*What is being asked:*
Transcribe every record as it stands and set the images aside.

(Natural language region descriptions)
————

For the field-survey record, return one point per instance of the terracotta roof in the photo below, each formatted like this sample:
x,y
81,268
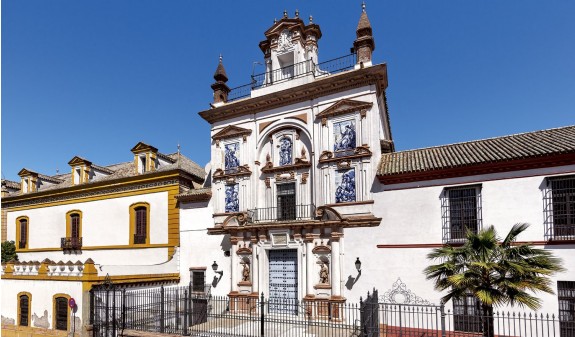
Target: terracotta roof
x,y
492,150
10,184
124,170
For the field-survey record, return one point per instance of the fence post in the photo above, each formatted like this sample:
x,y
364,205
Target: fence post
x,y
162,309
123,308
442,311
262,317
186,308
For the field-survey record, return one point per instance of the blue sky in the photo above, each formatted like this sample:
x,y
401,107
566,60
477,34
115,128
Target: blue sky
x,y
93,78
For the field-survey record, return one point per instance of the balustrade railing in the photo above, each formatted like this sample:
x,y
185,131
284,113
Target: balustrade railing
x,y
291,72
282,213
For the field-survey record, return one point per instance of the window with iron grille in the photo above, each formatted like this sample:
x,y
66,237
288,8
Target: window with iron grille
x,y
566,296
198,280
467,314
23,233
286,202
559,208
61,313
141,214
75,225
24,310
460,212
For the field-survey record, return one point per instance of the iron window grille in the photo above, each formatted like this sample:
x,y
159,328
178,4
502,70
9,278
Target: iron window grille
x,y
61,313
198,281
141,225
467,314
23,233
24,307
559,208
566,297
460,212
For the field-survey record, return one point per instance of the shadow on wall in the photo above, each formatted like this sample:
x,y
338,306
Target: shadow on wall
x,y
351,281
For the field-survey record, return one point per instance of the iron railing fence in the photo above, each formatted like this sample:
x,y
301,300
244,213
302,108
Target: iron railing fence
x,y
291,72
258,316
279,213
71,243
159,309
178,310
559,208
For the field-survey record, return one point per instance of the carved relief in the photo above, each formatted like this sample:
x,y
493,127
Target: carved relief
x,y
401,295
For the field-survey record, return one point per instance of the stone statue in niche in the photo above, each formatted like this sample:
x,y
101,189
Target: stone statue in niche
x,y
285,151
245,273
345,182
323,274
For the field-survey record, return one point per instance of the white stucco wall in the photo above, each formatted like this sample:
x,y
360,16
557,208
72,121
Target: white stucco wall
x,y
411,215
198,249
104,223
42,299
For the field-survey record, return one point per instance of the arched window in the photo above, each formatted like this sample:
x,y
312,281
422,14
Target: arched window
x,y
140,223
61,312
24,300
73,239
22,232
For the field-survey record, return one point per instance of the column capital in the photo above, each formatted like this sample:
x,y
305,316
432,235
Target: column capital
x,y
309,237
335,236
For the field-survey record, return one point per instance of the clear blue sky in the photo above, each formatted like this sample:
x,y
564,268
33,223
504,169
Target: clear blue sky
x,y
92,78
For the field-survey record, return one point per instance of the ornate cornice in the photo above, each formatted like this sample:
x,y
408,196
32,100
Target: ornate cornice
x,y
362,151
231,131
241,171
342,107
376,74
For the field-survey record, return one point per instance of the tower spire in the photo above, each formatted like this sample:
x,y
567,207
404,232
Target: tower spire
x,y
221,89
364,44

————

*Response box:*
For the field-survey record, return one point per instance of the terracotta roof in the photo below, each formatted like this sample:
x,y
81,268
Target: terracotta roof
x,y
492,150
10,184
124,170
For the field-survey record, return one point per instance of the fence post in the photo above, each formatted like this sample:
x,y
364,205
Target: fence post
x,y
162,309
123,308
442,311
262,317
186,308
For the field-survey record, return one point per instance of the blue sky in the photo above, each formatted like this sample:
x,y
401,107
566,60
477,34
115,128
Target: blue sky
x,y
93,78
For the field-survey record, return one point per instance of the balustrade railing in the photo above, each formatted like this sample:
x,y
185,131
284,113
Target: balustrade railing
x,y
291,72
282,213
For the field-survey record, return one point per instance of the window with iron grille in the photo above, each formatted like this sample:
x,y
66,237
288,8
Target: window with iron grille
x,y
566,296
198,280
467,314
23,233
286,202
559,208
61,313
141,214
75,225
24,310
460,212
For the field-survey record, return one point per instance of the iron window grille in the photo above, each formatted like this sample:
x,y
159,328
178,4
502,70
9,278
Target: iron window grille
x,y
61,313
198,281
141,225
467,314
23,233
24,307
559,208
566,297
460,212
For the field-survey record, return one point per instance of the shadow on wall in the photo above, each formatted like this sample:
x,y
338,306
Target: shadow on wall
x,y
351,281
For the field-survey record, return one point per instance of the iron railing fence in the photo above, each formatted like this sample:
x,y
301,300
244,213
302,108
Target: iron railing fence
x,y
291,72
258,316
279,213
71,243
159,309
178,310
559,208
For the field-survey record, return one point per instance of the carved relief in the photo above, each formatted like this sample:
x,y
493,127
Target: carved relief
x,y
401,295
For the field-survey record, return one point per instance of the stone statue in niche in the photo above, each formatted like this sample:
x,y
101,189
Target: stone statue in niche
x,y
285,151
245,273
345,182
323,274
For the field-survey record, return one point per instance of the white stucco wall in the photo above, each formatted like this sample:
x,y
360,16
557,208
72,121
Target: white stucco wall
x,y
411,215
198,249
104,223
42,299
For the field-survey record, return one point per instance of the arched window in the photo above, each formatted like this sample:
x,y
312,281
422,14
Target: arched window
x,y
140,223
61,312
24,300
73,239
22,232
For the field-survey record, return one point per instance of the column capital in the photo above, each formatted like this sample:
x,y
305,316
432,235
Target: column capital
x,y
309,237
335,236
For the field-survey record, return one point per instance of the clear blue sky in the photo above, each formatted like this sample:
x,y
564,268
33,223
504,169
Target: clear blue sky
x,y
92,78
For the field-survey record, return one point per instance of the ornate cornice in the photo above, each formatted like this sample:
x,y
408,196
32,100
Target: ornate cornice
x,y
362,151
231,131
241,171
342,107
376,74
For the field-survey record, return one point per instance of the tower spire in the photo above, each formatted like this sample:
x,y
567,207
404,232
Target: tower spire
x,y
221,89
364,44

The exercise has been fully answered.